# Problem requirements
Can you put every item below into a numbered list, leaving out any blank lines?
>> start
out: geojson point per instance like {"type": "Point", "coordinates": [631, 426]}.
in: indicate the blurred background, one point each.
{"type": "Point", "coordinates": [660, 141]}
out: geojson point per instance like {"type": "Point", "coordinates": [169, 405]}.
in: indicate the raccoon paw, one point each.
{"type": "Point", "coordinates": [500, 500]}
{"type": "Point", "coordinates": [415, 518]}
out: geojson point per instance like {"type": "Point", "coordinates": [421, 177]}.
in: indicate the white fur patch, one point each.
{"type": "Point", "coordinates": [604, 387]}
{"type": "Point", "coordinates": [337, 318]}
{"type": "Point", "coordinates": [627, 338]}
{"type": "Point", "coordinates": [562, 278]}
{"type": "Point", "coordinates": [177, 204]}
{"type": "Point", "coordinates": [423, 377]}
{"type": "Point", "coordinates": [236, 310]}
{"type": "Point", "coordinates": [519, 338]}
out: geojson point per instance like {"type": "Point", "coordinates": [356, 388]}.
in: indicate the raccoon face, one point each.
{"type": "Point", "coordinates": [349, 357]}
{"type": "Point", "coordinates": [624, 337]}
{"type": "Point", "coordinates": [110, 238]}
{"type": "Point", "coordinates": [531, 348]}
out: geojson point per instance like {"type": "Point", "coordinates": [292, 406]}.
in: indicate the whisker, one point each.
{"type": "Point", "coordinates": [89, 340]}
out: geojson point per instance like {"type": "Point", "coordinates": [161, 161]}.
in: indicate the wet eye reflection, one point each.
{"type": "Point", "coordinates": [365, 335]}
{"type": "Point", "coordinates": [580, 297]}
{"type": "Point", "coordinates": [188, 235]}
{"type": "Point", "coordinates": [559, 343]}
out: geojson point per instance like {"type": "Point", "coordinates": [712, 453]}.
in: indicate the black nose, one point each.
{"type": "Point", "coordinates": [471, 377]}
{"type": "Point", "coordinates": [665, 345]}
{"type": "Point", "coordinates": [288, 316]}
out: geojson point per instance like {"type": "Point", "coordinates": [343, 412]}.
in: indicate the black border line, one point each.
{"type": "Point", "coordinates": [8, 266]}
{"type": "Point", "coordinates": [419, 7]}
>> end
# The output
1. out: geojson point per instance like {"type": "Point", "coordinates": [631, 426]}.
2. in: indicate the blurred background, one point each.
3. {"type": "Point", "coordinates": [660, 141]}
4. out: geojson point per instance like {"type": "Point", "coordinates": [169, 405]}.
5. in: indicate the raccoon paw, one point each.
6. {"type": "Point", "coordinates": [500, 500]}
7. {"type": "Point", "coordinates": [415, 518]}
8. out: geojson point per instance like {"type": "Point", "coordinates": [421, 177]}.
9. in: indicate the white fur patch, one point each.
10. {"type": "Point", "coordinates": [604, 387]}
11. {"type": "Point", "coordinates": [337, 318]}
12. {"type": "Point", "coordinates": [627, 338]}
13. {"type": "Point", "coordinates": [562, 278]}
14. {"type": "Point", "coordinates": [177, 204]}
15. {"type": "Point", "coordinates": [423, 377]}
16. {"type": "Point", "coordinates": [236, 310]}
17. {"type": "Point", "coordinates": [519, 338]}
18. out: geojson point per instance like {"type": "Point", "coordinates": [356, 388]}.
19. in: indicate the raccoon face, one point each.
20. {"type": "Point", "coordinates": [349, 357]}
21. {"type": "Point", "coordinates": [624, 337]}
22. {"type": "Point", "coordinates": [110, 238]}
23. {"type": "Point", "coordinates": [531, 348]}
24. out: geojson point per instance like {"type": "Point", "coordinates": [292, 406]}.
25. in: indicate the whisker, one point each.
26. {"type": "Point", "coordinates": [89, 340]}
27. out: geojson point per instance like {"type": "Point", "coordinates": [161, 161]}.
28. in: indicate the wet eye reflection, one point each.
29. {"type": "Point", "coordinates": [365, 335]}
30. {"type": "Point", "coordinates": [580, 297]}
31. {"type": "Point", "coordinates": [188, 235]}
32. {"type": "Point", "coordinates": [559, 343]}
33. out: geojson point per instance like {"type": "Point", "coordinates": [712, 453]}.
34. in: indicate the black nose, one point each.
35. {"type": "Point", "coordinates": [471, 377]}
36. {"type": "Point", "coordinates": [665, 345]}
37. {"type": "Point", "coordinates": [288, 316]}
38. out: geojson point per instance like {"type": "Point", "coordinates": [343, 412]}.
39. in: indicate the black border line, one point each.
40. {"type": "Point", "coordinates": [8, 266]}
41. {"type": "Point", "coordinates": [419, 7]}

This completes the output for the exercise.